THE PROBLEM:
Report each line from the entries below that contains the string "background", treating uppercase and lowercase as different.

TASK DATA:

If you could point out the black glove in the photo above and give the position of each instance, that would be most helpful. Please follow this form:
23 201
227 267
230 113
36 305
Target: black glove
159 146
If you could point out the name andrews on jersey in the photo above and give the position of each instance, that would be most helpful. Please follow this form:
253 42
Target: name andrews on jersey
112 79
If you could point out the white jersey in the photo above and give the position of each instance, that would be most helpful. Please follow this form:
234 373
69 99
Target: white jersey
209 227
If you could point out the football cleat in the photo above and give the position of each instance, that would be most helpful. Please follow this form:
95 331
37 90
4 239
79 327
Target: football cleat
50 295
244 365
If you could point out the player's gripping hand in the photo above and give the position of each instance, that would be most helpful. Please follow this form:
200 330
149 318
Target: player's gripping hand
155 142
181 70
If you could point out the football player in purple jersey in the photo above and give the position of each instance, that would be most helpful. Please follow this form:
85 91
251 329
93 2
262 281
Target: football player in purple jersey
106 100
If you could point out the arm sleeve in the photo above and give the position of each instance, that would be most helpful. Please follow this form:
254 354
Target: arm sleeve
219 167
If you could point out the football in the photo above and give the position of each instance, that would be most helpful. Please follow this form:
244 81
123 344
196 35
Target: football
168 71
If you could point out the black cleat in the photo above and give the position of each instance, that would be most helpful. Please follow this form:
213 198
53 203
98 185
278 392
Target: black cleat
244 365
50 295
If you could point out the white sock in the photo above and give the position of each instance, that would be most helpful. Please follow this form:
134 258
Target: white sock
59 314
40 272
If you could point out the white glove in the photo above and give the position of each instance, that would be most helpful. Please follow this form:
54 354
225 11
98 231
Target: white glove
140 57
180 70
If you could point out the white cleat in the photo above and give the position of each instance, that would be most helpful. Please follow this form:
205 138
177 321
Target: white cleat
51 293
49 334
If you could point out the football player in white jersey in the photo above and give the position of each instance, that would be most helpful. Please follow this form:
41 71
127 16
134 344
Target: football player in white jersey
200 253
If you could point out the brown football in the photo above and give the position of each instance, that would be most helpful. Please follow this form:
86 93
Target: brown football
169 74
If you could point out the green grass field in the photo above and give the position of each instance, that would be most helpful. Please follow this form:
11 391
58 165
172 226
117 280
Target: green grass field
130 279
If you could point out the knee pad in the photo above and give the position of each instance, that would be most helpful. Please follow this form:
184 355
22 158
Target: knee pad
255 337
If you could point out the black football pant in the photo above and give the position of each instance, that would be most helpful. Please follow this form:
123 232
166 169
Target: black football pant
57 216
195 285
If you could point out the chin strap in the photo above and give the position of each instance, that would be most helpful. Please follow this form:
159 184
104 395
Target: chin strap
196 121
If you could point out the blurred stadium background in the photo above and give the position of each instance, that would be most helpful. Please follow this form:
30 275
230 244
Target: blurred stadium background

...

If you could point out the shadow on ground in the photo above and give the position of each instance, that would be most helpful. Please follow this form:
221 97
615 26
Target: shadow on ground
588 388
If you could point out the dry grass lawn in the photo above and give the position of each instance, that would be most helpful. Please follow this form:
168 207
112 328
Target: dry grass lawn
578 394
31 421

REPLY TO THE TASK:
If you could point out the blurred stadium background in the photo above and give the position of each instance, that would be most helpful. Please follow this form:
Target: blurred stadium background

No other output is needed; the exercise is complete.